▶ **TASK DESCRIPTION**
Change every "Guideline" to "Instruction" in the records, starting with the line with "Guideline: mark the tall" and going on through the line with "809], [219, 807]]", and give only those lines back with nothing else altered.
+++++
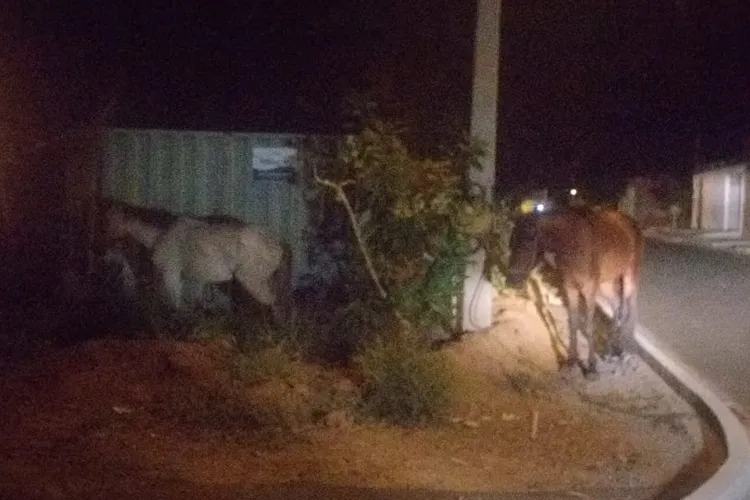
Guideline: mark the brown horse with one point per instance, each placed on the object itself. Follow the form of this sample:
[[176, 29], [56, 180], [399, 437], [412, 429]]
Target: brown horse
[[597, 254]]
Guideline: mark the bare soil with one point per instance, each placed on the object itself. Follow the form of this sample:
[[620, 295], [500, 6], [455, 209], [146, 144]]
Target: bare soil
[[166, 419]]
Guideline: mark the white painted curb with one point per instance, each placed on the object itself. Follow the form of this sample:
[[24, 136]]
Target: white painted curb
[[732, 480]]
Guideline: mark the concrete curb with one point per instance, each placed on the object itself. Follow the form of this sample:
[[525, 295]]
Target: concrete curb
[[732, 480]]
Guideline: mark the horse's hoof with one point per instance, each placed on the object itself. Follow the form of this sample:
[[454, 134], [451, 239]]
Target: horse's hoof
[[568, 371], [591, 375]]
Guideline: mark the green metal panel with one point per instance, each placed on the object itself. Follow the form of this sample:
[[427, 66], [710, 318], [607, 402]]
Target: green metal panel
[[205, 173]]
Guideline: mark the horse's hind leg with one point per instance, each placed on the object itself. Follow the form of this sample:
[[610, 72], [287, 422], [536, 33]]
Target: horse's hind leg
[[573, 302], [587, 328], [622, 335]]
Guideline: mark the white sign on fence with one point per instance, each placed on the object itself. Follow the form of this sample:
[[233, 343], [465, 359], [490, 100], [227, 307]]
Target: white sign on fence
[[275, 163]]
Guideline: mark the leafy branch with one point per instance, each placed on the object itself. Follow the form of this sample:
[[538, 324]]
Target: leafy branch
[[340, 194]]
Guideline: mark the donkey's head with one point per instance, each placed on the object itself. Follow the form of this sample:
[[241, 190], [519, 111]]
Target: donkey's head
[[524, 249]]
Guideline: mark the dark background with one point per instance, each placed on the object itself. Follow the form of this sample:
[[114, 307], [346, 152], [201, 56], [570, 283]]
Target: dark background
[[592, 91]]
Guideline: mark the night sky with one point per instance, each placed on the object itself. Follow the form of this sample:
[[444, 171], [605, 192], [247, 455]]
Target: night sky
[[590, 89]]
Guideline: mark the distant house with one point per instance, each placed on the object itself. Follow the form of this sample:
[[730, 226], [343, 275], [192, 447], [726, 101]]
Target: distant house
[[720, 199]]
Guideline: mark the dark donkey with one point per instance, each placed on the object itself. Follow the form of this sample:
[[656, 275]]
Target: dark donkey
[[597, 254]]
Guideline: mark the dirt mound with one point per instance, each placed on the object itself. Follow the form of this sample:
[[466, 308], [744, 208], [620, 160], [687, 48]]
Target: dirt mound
[[167, 419]]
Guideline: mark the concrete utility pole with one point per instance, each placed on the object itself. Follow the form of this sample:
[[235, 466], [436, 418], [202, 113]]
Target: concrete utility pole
[[485, 88], [477, 292]]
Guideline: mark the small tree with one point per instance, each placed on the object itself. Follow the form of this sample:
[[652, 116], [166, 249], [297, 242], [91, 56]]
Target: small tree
[[407, 221]]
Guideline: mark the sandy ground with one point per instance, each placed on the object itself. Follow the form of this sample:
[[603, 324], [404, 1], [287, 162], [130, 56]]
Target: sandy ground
[[165, 419]]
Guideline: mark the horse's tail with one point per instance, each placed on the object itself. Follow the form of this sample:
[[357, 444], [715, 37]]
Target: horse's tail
[[281, 282]]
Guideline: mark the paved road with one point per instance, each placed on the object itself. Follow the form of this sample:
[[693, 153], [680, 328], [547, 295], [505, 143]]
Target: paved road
[[696, 303]]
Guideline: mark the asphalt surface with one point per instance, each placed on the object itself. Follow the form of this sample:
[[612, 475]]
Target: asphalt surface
[[695, 302]]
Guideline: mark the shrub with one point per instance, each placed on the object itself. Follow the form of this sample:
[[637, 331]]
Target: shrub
[[401, 224], [404, 382]]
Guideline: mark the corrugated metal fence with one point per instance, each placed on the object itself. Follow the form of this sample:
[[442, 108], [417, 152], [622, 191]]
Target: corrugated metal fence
[[209, 173]]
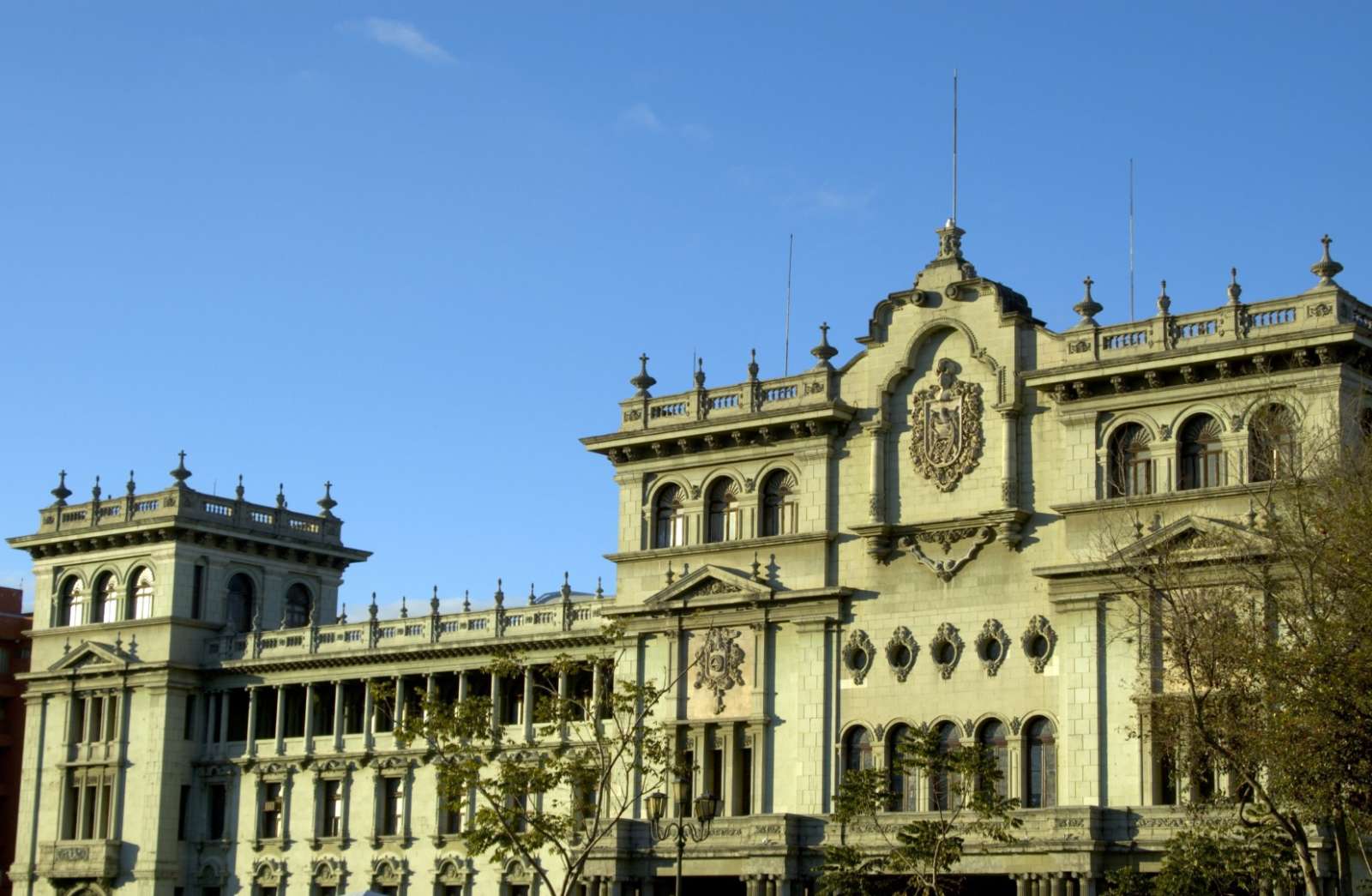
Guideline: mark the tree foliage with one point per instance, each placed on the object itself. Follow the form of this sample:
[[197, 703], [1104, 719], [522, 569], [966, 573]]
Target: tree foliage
[[923, 852], [552, 800], [1261, 665]]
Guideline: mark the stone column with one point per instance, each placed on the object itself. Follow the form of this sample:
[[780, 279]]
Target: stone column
[[528, 704], [309, 717], [251, 720], [368, 713], [338, 717], [280, 718]]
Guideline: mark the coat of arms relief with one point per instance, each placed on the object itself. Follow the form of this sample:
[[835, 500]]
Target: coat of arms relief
[[719, 664], [947, 436]]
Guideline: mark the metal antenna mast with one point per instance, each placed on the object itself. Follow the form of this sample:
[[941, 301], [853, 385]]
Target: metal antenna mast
[[1131, 240], [955, 146], [791, 253]]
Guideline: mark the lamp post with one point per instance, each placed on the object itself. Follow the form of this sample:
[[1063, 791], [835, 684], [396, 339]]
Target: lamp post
[[707, 807]]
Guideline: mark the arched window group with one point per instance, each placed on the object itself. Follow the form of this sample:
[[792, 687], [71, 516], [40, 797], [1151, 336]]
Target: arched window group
[[1039, 767], [107, 603], [727, 516]]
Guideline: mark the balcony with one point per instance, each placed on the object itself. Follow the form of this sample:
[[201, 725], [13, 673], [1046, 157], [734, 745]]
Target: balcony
[[80, 857]]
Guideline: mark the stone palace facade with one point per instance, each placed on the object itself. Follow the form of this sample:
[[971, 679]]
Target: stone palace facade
[[905, 539]]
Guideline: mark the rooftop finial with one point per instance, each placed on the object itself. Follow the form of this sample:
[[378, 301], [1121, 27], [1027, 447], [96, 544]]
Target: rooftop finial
[[1326, 269], [62, 493], [180, 473], [1088, 308], [823, 352], [642, 382], [327, 501]]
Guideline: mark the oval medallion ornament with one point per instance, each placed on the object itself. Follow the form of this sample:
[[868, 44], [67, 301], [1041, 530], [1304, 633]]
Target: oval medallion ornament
[[947, 427]]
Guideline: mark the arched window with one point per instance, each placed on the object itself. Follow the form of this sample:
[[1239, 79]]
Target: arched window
[[1200, 456], [297, 607], [858, 749], [242, 604], [991, 736], [1129, 468], [669, 520], [724, 514], [1273, 443], [141, 594], [1040, 765], [72, 603], [779, 502], [902, 779], [107, 597], [940, 782]]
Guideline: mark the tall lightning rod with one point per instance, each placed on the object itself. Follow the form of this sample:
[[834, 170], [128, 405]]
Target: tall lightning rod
[[791, 253], [1131, 240], [955, 146]]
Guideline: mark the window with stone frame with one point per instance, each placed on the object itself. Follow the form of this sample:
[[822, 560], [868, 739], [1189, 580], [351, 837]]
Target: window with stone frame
[[1040, 765], [107, 597], [72, 603], [942, 782], [779, 504], [669, 518], [1200, 454], [141, 594], [1273, 450], [88, 796], [724, 514], [1129, 468]]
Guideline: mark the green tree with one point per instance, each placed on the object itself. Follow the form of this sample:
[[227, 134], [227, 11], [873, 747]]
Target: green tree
[[553, 800], [923, 852]]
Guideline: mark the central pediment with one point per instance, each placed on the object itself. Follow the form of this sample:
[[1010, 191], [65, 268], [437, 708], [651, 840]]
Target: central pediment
[[713, 583]]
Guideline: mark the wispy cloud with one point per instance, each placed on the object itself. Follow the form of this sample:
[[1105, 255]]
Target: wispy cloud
[[405, 38], [638, 117]]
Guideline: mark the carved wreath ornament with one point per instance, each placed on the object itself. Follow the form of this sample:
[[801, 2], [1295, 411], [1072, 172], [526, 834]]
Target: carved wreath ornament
[[947, 427], [719, 664]]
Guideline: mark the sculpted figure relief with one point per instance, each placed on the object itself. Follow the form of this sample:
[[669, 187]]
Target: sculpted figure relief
[[947, 427]]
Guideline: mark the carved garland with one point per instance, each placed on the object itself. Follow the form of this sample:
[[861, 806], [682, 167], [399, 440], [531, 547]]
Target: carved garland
[[946, 649], [719, 664], [947, 427], [900, 652], [992, 645], [858, 655], [1039, 641]]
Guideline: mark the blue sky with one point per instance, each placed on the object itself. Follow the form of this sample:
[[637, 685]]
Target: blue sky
[[416, 249]]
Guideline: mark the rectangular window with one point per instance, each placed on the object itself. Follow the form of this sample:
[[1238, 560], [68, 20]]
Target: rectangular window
[[393, 807], [182, 809], [189, 722], [271, 825], [196, 590], [333, 809], [219, 807]]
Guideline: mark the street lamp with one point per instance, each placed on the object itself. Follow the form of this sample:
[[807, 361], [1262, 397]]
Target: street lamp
[[707, 807]]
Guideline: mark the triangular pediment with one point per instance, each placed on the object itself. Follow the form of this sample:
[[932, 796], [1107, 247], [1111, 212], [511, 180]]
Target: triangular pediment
[[715, 583], [89, 656]]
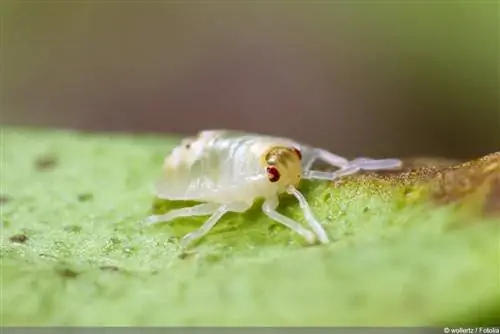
+++++
▶ **OUTPUT**
Instruction: mark the tall lightning rod with one point per instance, each placed on the object itself. Follow the form of this sample:
[[834, 170], [128, 405]]
Target: tall lightning rod
[[791, 253], [1131, 240], [955, 146]]
Instruction: mark the window with stone frame with one point per instance, each placed on the object itself. Follow the form of this sample:
[[822, 560], [868, 739], [1189, 580], [351, 837]]
Target: window with stone frame
[[1040, 765], [107, 597], [72, 603], [942, 782], [779, 504], [669, 518], [1200, 454], [141, 594], [1273, 450], [88, 796], [724, 514], [1129, 468]]
Instruction: mark the green tree with one point per instance, each placed on the object itself. Follow the form of this sample:
[[227, 134], [227, 11], [873, 747]]
Target: green tree
[[553, 800], [923, 852]]
Instruction: mark the central pediment with one point per instance, each placed on the object itself. Follow the form of this sample:
[[1010, 191], [65, 268], [437, 708], [651, 840]]
Target: central pediment
[[713, 583]]
Instruction: mark the wispy cloud with one point per instance, each placed on the object itself. Follow the form of this sample:
[[1105, 255]]
Target: wispy cloud
[[405, 38], [638, 117]]
Instruction: mark the carved wreath ornament with one point per instance, each placed on the object itself. Follow the form of this sample:
[[801, 2], [1295, 411], [1072, 172], [526, 834]]
Target: carved wreath ornament
[[947, 427], [719, 664]]
Instruction: mark the sculpted figure relief with one point per instance, each placed on the object itself. Follow the form of this sample:
[[669, 187]]
Target: sculpted figure relief
[[947, 427]]
Instruction: mark the carved garland with one point per instance, each placed on the object itself. Follow the form of this sample:
[[861, 806], [682, 167], [399, 440], [531, 547]]
Target: carved garland
[[946, 649], [719, 664], [947, 427], [900, 652], [992, 645], [858, 655], [1039, 641]]
Instruction: mark the blue sky with one point per instance, each placed on the object itself. Follow the form of this sample:
[[637, 685]]
Target: blue sky
[[416, 249]]
Instruction: mark the rectangular window with one point per instance, each placed on the object itself. Follow the form of this sample:
[[1238, 560], [68, 20]]
Target: rectangular window
[[393, 807], [182, 809], [189, 722], [271, 825], [196, 590], [333, 809], [219, 807]]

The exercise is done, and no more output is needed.